___ Recorded information
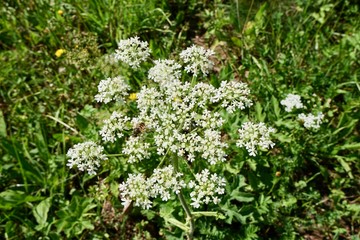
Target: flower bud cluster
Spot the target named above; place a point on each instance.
(292, 101)
(132, 51)
(86, 156)
(253, 135)
(311, 121)
(162, 183)
(206, 188)
(112, 89)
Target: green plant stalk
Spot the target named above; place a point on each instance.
(189, 216)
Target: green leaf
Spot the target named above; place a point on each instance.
(2, 125)
(276, 107)
(242, 196)
(259, 112)
(12, 198)
(40, 212)
(345, 165)
(81, 122)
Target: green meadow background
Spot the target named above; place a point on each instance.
(54, 53)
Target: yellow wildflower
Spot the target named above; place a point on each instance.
(177, 99)
(132, 96)
(60, 52)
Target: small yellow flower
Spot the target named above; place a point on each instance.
(132, 96)
(60, 52)
(177, 99)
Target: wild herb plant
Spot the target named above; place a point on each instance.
(173, 127)
(305, 187)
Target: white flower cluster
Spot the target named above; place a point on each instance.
(136, 188)
(164, 181)
(112, 89)
(311, 121)
(181, 119)
(234, 95)
(206, 188)
(132, 51)
(197, 59)
(114, 126)
(292, 101)
(136, 149)
(161, 184)
(86, 156)
(252, 135)
(165, 71)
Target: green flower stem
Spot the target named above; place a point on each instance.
(189, 216)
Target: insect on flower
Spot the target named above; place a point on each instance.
(139, 129)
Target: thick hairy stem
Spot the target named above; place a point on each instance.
(189, 217)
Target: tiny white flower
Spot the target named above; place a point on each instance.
(292, 101)
(112, 89)
(113, 128)
(86, 156)
(197, 59)
(136, 188)
(132, 51)
(205, 188)
(311, 121)
(165, 72)
(252, 135)
(136, 149)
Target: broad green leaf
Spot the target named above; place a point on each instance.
______
■ What you are asked to do: Print every line of the items above without any change, leaving out the pictures.

■ Response for this exercise:
Target: flower bud cluster
Spot the target named above; place a point on each instance.
(292, 101)
(132, 51)
(86, 156)
(253, 135)
(311, 121)
(162, 183)
(206, 188)
(112, 89)
Target: green plant stalk
Spot the target named above; place a point on each instance.
(189, 216)
Target: green leaf
Spot the target named above; place a point on each instance.
(2, 125)
(276, 107)
(242, 196)
(259, 112)
(12, 198)
(40, 212)
(345, 165)
(81, 122)
Target: green meadow background
Spot the target named above; place a point on each instance.
(54, 53)
Target: yellow wildflower
Spot the target named above; place a point on each instance.
(177, 99)
(132, 96)
(60, 52)
Target: small yellow flower
Spot the target named above; place a point on each instance.
(132, 96)
(60, 52)
(177, 99)
Target: wild herb plant
Spot the target named above; place a point on each instance.
(173, 127)
(305, 187)
Target: white flower cluster
Spot the target named above; place a point on each instance.
(136, 188)
(164, 181)
(112, 89)
(311, 121)
(181, 119)
(234, 95)
(206, 188)
(132, 51)
(197, 59)
(114, 126)
(292, 101)
(136, 149)
(161, 184)
(86, 156)
(252, 135)
(165, 71)
Target: green flower stem
Spot the target named above; place a point on each instance.
(189, 216)
Target: insect on flower
Spot the target named above; place a point on each instance.
(139, 129)
Target: thick hairy stem
Spot the target named above; place a point on each instance.
(189, 217)
Target: tiny white flower
Spot the target named above; place a point on each instance.
(292, 101)
(112, 89)
(113, 128)
(86, 156)
(197, 59)
(136, 188)
(132, 51)
(205, 188)
(311, 121)
(165, 72)
(252, 135)
(136, 149)
Target: broad green leaf
Spot the target named above; place a point on each instance.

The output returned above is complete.